* BEGIN Selection *

Question

A stone hangs from the free end of a sonometer wire whose vibrating length, when tuned to a tuning fork, is $40\text{cm}$. When the stone hangs wholly immersed in water, the vibrating length is reduced to $30\text{cm}$. The relative density of the stone is

• A. $\frac{16}{9}$
• B. $\frac{16}{7}$
• C. $\frac{16}{5}$
• D. $\frac{16}{3}$

Answer 1

The correct option is B $\frac{16}{7}$

Frequency of waves in sonometer wire
$f=\frac{1}{2l}\sqrt{\frac{Mg}{\mu }}$
where $M=$ mass of stone
$l=$ vibrating length of wire
$\mu =$ mass per unit length of wire (constant)

If $\rho$ is the density of the stone and $V$ its volume, then $M=\rho V$. When the stone is wholly immersed in water of density ${\rho }^{\prime }$, the effective weight of the stone
$M^{{}^{\prime }}g=(M-V{\rho }^{{}^{\prime }})g=(V\rho -V{\rho }^{{}^{\prime }})g=V{\rho }^{{}^{\prime }}(\frac{\rho }{{\rho }^{{}^{\prime }}}-1)g$

Now, $f=\frac{1}{2l}\sqrt{\frac{\rho Vg}{\mu }}$
and $f^{{}^{\prime }}=\frac{1}{2l^{{}^{\prime }}}\sqrt{\frac{V{\rho }^{{}^{\prime }}(\frac{\rho }{{\rho }^{{}^{\prime }}}-1)g}{\mu }}$

Given, $l=40\text{cm}$ and $l^{\prime }=30\text{cm}$.
Also $f=f^{{}^{\prime }}$ (same tuning fork)

which gives $\frac{\sqrt{\rho }}{l}=\frac{\sqrt{\rho -{\rho }^{{}^{\prime }}}}{l^{\prime }}$
$\Rightarrow \frac{\rho }{{\rho }^{{}^{\prime }}}=\frac{16}{7}$
Hence, the correct choice is (b).

* END Selection *

* Short exercise 1 *
List every answer choice offered in the sonometer problem, with its letter and value.
* Short exercise 2 *
Answer these about the sonometer problem, one per line:
(a) What is the wire's vibrating length before the stone is put in water?
(b) What reason does the solution give for setting f equal to f′?
(c) What does μ stand for in the frequency formula?

* BEGIN Given data *

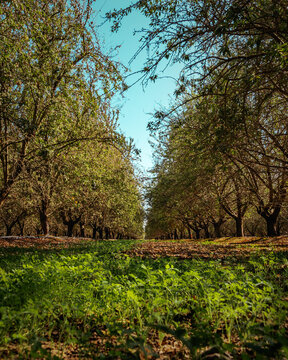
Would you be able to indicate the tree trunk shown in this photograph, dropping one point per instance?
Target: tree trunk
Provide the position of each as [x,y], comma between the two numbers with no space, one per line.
[207,233]
[197,233]
[239,226]
[271,219]
[70,225]
[271,225]
[8,230]
[100,231]
[175,234]
[44,217]
[107,233]
[94,233]
[82,229]
[217,229]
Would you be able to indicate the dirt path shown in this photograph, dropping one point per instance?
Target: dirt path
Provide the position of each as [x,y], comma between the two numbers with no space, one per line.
[210,249]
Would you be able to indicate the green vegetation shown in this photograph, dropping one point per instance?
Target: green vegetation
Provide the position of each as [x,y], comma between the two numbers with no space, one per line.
[97,301]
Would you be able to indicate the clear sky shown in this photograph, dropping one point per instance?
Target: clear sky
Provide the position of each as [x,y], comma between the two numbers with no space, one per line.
[139,103]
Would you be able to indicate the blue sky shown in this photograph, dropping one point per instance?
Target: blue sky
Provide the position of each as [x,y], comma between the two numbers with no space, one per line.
[139,103]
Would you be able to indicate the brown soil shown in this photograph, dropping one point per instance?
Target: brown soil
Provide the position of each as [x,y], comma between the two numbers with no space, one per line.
[210,249]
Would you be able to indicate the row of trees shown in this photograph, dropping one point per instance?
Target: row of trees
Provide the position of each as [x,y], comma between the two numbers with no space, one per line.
[222,148]
[63,160]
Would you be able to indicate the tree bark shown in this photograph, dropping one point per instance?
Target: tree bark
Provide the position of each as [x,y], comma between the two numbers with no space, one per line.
[82,229]
[239,226]
[44,221]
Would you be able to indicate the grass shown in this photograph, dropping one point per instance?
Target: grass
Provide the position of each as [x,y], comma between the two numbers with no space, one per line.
[93,300]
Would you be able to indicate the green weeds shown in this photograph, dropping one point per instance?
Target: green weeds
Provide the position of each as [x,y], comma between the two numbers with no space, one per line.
[107,304]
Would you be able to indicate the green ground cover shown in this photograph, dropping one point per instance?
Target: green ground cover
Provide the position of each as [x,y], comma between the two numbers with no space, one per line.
[100,303]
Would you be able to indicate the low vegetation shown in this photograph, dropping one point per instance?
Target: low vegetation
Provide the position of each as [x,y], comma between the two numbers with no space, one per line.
[99,300]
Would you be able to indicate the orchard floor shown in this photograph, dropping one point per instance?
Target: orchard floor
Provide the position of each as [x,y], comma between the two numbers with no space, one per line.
[211,248]
[185,249]
[95,299]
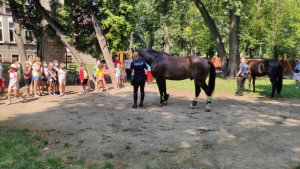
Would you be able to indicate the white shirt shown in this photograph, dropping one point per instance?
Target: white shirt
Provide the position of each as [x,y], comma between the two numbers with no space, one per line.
[62,74]
[127,63]
[1,70]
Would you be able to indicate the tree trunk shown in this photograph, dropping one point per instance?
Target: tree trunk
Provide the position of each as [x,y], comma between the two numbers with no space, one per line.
[103,45]
[60,34]
[233,42]
[215,34]
[166,38]
[131,41]
[151,39]
[18,35]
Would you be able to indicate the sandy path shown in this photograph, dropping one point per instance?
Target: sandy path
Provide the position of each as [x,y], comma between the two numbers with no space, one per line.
[239,132]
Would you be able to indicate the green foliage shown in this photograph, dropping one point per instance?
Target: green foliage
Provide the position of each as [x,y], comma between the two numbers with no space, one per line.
[228,86]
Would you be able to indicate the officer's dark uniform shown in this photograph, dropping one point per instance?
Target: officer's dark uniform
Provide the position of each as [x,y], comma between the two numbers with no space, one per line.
[242,78]
[139,80]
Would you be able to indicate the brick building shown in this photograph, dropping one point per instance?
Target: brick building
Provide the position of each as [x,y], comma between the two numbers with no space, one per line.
[8,47]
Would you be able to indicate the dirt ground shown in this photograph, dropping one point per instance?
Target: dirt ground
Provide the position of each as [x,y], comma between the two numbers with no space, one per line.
[240,132]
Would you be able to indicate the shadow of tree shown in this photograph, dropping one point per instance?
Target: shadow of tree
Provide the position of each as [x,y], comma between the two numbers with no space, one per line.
[238,133]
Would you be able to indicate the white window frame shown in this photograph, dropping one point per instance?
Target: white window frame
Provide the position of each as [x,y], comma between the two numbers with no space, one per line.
[14,54]
[1,57]
[1,20]
[29,55]
[4,6]
[10,20]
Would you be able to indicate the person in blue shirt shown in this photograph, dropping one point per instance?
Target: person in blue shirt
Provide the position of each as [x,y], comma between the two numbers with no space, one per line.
[241,77]
[297,73]
[138,67]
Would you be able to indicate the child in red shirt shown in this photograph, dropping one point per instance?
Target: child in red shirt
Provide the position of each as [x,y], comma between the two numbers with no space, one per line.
[83,76]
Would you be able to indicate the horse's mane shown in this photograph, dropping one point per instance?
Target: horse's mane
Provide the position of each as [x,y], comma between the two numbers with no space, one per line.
[151,52]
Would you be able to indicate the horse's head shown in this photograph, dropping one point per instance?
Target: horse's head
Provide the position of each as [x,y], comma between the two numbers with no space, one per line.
[149,55]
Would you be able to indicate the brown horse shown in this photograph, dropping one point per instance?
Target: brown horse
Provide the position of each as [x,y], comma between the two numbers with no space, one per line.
[272,68]
[164,66]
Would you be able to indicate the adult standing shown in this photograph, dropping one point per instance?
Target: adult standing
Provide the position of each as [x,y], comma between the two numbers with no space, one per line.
[128,71]
[297,73]
[116,60]
[139,78]
[241,77]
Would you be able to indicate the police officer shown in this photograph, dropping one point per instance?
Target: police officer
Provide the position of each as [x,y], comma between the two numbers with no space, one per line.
[139,78]
[241,77]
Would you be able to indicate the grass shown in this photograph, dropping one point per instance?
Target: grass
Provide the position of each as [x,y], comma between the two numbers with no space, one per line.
[19,150]
[263,87]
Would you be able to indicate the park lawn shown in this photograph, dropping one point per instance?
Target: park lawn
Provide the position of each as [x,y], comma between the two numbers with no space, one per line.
[228,86]
[20,149]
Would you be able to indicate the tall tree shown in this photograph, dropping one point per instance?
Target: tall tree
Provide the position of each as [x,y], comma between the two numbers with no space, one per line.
[60,33]
[17,29]
[215,33]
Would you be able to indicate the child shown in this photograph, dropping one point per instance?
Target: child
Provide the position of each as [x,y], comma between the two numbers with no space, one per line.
[123,75]
[2,85]
[105,72]
[55,78]
[13,83]
[36,76]
[100,79]
[297,74]
[27,73]
[50,78]
[98,62]
[118,74]
[62,78]
[83,75]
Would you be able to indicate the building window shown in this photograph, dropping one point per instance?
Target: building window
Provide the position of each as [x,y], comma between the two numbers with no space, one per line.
[29,36]
[1,9]
[14,58]
[1,31]
[29,56]
[69,59]
[7,9]
[11,32]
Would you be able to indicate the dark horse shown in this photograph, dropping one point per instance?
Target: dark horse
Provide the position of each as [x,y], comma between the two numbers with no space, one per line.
[164,66]
[272,68]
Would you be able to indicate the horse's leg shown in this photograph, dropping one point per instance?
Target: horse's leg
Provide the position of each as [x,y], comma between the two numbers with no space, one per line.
[249,83]
[160,88]
[253,77]
[166,96]
[197,93]
[208,96]
[274,83]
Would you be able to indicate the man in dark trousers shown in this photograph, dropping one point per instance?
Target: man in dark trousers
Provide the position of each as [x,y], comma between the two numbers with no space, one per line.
[241,77]
[139,78]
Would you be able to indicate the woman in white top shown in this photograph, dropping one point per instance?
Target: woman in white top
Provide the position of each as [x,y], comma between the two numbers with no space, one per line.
[62,78]
[127,63]
[118,76]
[13,83]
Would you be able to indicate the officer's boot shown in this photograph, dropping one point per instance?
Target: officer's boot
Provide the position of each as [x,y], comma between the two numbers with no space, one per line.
[135,100]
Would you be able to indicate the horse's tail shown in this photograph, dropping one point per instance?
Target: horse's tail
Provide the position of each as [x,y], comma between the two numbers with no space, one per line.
[279,79]
[212,78]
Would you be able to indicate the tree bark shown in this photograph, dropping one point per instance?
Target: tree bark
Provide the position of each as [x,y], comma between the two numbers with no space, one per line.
[60,34]
[103,45]
[131,41]
[215,34]
[166,39]
[18,35]
[151,39]
[233,42]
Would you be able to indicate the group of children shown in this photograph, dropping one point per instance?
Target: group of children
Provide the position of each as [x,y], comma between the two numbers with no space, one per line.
[39,77]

* END Given data *

* Worked answer 1 *
A. 16/9
B. 16/7
C. 16/5
D. 16/3

* Worked answer 2 *
(a) 40 cm
(b) The same tuning fork is used.
(c) The mass per unit length of the wire, which is constant.